**RICHIESTA A**
Rispondi a queste domande sul testo relativo al risarcimento per la morte di Camillo Limatola:
(i) A quanto ammonta il risarcimento che il Ministero della Difesa è stato condannato a pagare?
(ii) In che anno è stato diagnosticato il mesotelioma a Camillo Limatola?
(iii) Come si chiama la vedova?
**RICHIESTA B**
Nel testo sul risarcimento per la morte di Camillo Limatola, trasforma in un elenco puntato il paragrafo che comincia con "Camillo era stato dipendente della Marina", mantenendone i fatti principali.
**RICHIESTA C**
Prosegui il testo sul risarcimento per la morte di Camillo Limatola, partendo dopo la sua ultima frase.

**TESTO ESTRATTO**
Il Tribunale di Roma ha condannato il Ministero della Difesa al risarcimento di 1 milione e 300 mila euro per la morte per mesotelioma da esposizione ad amianto del sottufficiale motorista napoletano, Camillo Limatola, deceduto il 1 agosto 2013 a soli 59 anni.
Camillo era stato dipendente della Marina tra il 1973 e il 1978, presso la base militare de “La Maddalena” (Sardegna) e di Napoli, città di cui era originario e in cui vive tuttora la vedova, e imbarcato anche sull’incrociatore Vittorio Veneto. Nel 2011 gli viene purtroppo diagnosticato un mesotelioma che non gli lascia scampo. Prima di morire era riuscito ad ottenere il riconoscimento di vittima del dovere e la liquidazione della speciale elargizione e dei doverosi riconoscimenti ai familiari, ottenuti dopo numerose diffide del presidente dell’Osservatorio Nazionale Amianto, Avv. Ezio Bonanni, legale della famiglia. Ma, consapevoli che il mesotelioma derivi dall’amianto presente sulle navi dove aveva lavorato il loro congiunto, la vedova, Maria Rosaria Ducadeo, sua coetanea, e i figli Antonietta e Vincenzo, che alla morte del padre avevano 33 e 28 anni, decidono anche di ottenere dal Ministero della Difesa il giusto risarcimento di tutti i danni.

**MATERIALE MOSTRATO**
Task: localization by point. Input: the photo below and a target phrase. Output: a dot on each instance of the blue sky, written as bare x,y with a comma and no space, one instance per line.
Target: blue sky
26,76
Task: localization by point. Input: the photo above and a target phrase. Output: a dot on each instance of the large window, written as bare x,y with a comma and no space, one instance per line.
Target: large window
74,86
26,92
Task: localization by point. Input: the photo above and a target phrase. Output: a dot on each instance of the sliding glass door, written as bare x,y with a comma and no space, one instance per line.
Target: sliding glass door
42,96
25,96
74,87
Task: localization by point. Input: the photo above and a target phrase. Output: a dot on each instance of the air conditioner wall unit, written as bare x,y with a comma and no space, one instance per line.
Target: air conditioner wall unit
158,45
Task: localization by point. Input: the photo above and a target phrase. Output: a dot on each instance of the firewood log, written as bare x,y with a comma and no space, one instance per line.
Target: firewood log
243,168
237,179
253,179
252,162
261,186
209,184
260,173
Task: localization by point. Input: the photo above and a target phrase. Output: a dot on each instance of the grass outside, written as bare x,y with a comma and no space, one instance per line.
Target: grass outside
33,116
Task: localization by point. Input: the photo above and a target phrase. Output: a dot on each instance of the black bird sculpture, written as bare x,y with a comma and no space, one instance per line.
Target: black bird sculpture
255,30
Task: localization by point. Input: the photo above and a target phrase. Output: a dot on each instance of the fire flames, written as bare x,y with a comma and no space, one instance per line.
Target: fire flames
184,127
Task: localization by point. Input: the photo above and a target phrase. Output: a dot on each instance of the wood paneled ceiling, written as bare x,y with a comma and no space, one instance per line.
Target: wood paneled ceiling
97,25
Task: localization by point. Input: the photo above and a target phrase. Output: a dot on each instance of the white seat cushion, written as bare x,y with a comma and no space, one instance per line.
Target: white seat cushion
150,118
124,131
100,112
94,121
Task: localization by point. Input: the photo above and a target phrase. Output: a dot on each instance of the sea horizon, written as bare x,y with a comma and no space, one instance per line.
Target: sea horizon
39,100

**RISPOSTA SCRITTA A**
(i) 1 milione e 300 mila euro.
(ii) Nel 2011.
(iii) Maria Rosaria Ducadeo.

**RISPOSTA SCRITTA B**
- Camillo Limatola fu dipendente della Marina dal 1973 al 1978, presso la base militare de "La Maddalena" (Sardegna) e a Napoli, sua città d'origine, dove vive ancora la vedova.
- Fu imbarcato anche sull'incrociatore Vittorio Veneto.
- Nel 2011 gli fu diagnosticato un mesotelioma che non gli lasciò scampo.
- Prima di morire ottenne il riconoscimento di vittima del dovere, la liquidazione della speciale elargizione e i riconoscimenti ai familiari. Questi risultati arrivarono dopo numerose diffide dell'Avv. Ezio Bonanni, presidente dell'Osservatorio Nazionale Amianto e legale della famiglia.
- La vedova Maria Rosaria Ducadeo e i figli Antonietta e Vincenzo, che alla morte del padre avevano 33 e 28 anni, erano convinti che il mesotelioma derivasse dall'amianto presente sulle navi. Decisero quindi di chiedere al Ministero della Difesa il risarcimento di tutti i danni.

**RISPOSTA SCRITTA C**
E’ nata così una diatriba legale per la forte opposizione dell’Avvocatura dello Stato la quale è sempre schierata contro le vittime per rispondereal dettato della Difesa, nonostante l’allora Presidente della Repubblica, Giorgio Napolitano, era intervenuto chiaramente, rimandando alle Camere il testo normativo noto come legge “salva ammiragli”, perché ci fosse il giusto ristoro dei danni delle vittime.
L’ONA ha quindi intrapreso le azioni di tutela delle vittime innanzi al Tribunale di Roma, trovando accoglimento con la condanna del Ministero al risarcimento del danno nei confronti della moglie e dei due figli ottenendo circa 1 milione 300mila euro per danno non patrimoniale, danno da perdita di rapporto parentale e danno biologico psichico.
Scrive il giudice Claudio Patruno nella sentenza: “dagli atti prodotti, richiamati per sintesi nella fase dello svolgimento del processo, emerge come sia negli ambienti in cui il Limatola ebbe a svolgere servizio sia a bordo delle navi in cui fu imbarcato, era presente e frequente l’amianto”, precisando che nè: “tute, guanti, o maschere filtranti” venivano fornite all’equipaggio, né erano presenti “adeguati sistemi di depurazione dell’aria, o sistemi di isolamento sicuro del minerale”. “L’attività dell’equipaggio imbarcato – scrive ancora il giudice – avveniva inoltre in locali abbastanza angusti, cosa che favoriva un’alta concentrazione delle fibre di amianto nell’aria”. “Anche nella sede della base della Marina Militare di Napoli – si legge sempre nel dispositivo – il minerale era stato ampiamente utilizzato, sia in forma compatta che fibrosa, ed anche in questa sede il personale lavorava senza adeguata protezione. La situazione della base di Napoli è stata peraltro confermata dalla documentazione di indagine della Procura della Repubblica di Padova”.
“Un’altra sentenza fondamentale – dichiara Bonanni – per il riconoscimento anche del danno psicologico sofferto dai familiari delle vittime, che possono cadere in forte depressione per quella che considerano a tutti gli effetti un’ingiustizia. Morire al lavoro è qualcosa che non può essere accettato”.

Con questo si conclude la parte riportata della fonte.